• **What the task asks**
Reproduce exactly the lines below, starting with the line that contains "Could you please point out the player's forearm" and ending with the last line of the records, both included, and nothing else.

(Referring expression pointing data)
_____

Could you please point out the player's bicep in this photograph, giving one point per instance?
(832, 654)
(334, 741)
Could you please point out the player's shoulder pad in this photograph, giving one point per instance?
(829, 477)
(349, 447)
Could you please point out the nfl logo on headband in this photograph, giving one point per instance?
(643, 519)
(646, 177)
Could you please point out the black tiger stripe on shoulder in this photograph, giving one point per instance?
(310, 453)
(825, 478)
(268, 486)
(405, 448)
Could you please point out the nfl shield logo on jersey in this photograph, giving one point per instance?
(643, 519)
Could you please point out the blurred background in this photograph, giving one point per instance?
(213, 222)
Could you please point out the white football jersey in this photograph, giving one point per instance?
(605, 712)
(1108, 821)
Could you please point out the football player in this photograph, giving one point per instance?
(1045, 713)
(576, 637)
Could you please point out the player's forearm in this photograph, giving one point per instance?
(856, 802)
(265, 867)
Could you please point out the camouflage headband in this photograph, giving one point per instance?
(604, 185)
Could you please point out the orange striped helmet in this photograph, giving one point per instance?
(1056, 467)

_____

• **Answer to this exercise**
Could you please point out the player's forearm in this photograph, giving one point per instance?
(856, 802)
(265, 867)
Could you please point out the camouflage headband in this photograph, giving one point per instance?
(604, 185)
Could you please point out the orange striped helmet in this photograph, giving one point per instance?
(1056, 467)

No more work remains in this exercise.